● **REQUEST**: Count the lines in the rows below that contain the string "steep", and give only that number.
################
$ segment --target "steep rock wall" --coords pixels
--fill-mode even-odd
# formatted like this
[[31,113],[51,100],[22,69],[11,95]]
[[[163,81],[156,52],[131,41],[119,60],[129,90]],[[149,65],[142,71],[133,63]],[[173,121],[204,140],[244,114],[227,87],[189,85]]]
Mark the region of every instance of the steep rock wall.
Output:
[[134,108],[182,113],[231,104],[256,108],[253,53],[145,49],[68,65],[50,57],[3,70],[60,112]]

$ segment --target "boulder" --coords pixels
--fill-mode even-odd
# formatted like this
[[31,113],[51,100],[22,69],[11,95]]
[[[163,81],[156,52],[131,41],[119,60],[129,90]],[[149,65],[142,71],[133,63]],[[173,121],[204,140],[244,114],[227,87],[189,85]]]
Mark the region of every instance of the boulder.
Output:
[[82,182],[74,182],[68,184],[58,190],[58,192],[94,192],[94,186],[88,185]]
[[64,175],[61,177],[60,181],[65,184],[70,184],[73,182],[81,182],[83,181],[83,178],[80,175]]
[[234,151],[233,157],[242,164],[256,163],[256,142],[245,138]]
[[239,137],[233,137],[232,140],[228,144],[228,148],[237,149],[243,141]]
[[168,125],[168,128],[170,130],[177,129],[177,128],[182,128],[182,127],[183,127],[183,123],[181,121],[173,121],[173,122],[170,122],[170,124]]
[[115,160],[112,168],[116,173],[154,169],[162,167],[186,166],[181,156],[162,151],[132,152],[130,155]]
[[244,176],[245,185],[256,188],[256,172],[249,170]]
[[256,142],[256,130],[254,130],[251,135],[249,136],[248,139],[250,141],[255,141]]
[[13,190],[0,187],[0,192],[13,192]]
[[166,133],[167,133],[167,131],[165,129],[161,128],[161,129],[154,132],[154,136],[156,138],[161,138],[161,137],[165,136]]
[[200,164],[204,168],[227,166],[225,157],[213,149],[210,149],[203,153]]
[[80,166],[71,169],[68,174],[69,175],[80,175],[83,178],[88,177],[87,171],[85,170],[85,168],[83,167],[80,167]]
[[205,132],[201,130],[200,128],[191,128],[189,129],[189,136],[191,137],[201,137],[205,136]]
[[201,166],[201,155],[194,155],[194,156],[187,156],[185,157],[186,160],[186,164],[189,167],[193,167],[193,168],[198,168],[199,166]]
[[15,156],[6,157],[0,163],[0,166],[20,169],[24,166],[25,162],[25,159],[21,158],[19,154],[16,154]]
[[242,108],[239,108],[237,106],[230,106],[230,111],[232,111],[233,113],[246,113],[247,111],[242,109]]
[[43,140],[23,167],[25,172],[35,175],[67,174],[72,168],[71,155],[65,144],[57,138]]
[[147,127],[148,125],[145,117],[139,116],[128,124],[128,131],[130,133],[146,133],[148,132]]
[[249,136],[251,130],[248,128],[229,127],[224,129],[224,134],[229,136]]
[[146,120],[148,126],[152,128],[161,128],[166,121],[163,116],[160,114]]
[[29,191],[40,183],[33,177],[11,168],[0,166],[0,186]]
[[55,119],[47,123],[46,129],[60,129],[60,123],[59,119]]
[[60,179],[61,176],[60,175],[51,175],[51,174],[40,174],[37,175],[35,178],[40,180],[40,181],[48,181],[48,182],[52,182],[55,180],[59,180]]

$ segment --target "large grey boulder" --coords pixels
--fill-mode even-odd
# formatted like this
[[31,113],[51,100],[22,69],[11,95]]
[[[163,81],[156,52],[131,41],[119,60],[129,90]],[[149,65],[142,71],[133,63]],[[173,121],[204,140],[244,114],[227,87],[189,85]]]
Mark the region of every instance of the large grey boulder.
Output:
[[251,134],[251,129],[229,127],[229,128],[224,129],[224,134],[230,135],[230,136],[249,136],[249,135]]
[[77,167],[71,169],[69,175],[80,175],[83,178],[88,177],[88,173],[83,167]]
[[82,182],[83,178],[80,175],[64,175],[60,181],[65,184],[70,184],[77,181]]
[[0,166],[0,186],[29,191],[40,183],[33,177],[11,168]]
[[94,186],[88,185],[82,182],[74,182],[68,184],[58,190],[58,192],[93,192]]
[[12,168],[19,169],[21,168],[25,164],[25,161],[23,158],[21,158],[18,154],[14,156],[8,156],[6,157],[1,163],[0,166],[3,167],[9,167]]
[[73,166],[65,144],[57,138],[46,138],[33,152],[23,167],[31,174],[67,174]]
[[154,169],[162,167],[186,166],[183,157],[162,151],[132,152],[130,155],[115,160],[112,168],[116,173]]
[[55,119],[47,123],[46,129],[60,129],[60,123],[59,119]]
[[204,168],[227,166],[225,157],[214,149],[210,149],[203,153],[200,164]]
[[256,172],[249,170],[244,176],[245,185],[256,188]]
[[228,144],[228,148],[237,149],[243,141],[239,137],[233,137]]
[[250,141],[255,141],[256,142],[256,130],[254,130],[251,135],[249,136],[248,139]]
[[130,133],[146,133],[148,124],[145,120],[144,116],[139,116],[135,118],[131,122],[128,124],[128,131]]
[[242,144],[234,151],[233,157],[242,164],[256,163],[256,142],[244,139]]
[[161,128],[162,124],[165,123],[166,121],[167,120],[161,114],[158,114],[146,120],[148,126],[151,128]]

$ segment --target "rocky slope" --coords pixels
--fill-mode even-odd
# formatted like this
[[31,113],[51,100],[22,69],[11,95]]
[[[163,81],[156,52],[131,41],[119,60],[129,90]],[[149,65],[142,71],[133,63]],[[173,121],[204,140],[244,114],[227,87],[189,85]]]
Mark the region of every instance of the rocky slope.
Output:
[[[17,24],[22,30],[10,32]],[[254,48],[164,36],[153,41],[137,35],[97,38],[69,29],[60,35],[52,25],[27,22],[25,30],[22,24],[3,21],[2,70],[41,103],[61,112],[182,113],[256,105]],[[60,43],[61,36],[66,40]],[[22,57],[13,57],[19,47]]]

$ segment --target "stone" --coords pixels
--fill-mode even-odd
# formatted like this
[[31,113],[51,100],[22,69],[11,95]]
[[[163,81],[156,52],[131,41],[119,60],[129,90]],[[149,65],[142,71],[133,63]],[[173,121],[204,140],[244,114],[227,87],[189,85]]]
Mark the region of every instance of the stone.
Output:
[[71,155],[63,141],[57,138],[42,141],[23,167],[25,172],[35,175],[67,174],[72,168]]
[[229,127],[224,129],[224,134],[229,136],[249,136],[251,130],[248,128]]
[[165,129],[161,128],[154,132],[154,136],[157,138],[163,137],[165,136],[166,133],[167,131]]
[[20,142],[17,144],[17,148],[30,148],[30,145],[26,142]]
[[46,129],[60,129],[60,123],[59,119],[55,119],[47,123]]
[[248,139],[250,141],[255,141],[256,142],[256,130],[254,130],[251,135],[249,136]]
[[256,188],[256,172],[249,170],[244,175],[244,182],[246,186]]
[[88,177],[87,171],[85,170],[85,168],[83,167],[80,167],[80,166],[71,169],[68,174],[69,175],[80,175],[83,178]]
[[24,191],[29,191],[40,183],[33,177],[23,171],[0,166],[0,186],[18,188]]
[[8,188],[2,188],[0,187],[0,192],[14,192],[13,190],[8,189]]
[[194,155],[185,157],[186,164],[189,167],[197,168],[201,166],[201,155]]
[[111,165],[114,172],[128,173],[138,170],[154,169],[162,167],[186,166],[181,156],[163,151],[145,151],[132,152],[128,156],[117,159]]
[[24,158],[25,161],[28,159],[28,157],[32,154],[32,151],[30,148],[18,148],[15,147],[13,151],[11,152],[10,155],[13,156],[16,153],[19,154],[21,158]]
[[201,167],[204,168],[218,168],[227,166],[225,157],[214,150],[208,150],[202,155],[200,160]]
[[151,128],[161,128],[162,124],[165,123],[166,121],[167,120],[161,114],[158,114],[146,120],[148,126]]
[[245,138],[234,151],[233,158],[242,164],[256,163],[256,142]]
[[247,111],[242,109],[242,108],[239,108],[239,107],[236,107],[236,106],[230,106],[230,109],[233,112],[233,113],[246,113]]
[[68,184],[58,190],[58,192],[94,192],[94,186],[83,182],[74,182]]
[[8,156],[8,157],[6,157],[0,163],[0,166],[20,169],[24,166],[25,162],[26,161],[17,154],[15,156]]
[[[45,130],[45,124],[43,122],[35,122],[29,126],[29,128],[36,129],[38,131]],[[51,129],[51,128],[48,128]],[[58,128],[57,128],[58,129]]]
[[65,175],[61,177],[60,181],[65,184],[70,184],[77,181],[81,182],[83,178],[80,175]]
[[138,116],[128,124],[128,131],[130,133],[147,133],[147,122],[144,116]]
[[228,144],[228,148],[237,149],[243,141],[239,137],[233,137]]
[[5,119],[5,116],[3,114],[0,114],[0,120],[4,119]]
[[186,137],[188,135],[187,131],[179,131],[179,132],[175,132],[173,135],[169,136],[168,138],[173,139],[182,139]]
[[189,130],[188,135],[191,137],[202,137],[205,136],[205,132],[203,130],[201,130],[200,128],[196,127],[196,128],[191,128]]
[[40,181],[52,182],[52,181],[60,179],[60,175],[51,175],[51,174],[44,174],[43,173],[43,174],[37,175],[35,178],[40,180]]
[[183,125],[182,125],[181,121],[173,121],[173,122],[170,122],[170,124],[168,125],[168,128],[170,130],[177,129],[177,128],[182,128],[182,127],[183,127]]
################
● **ANSWER IN FULL**: 2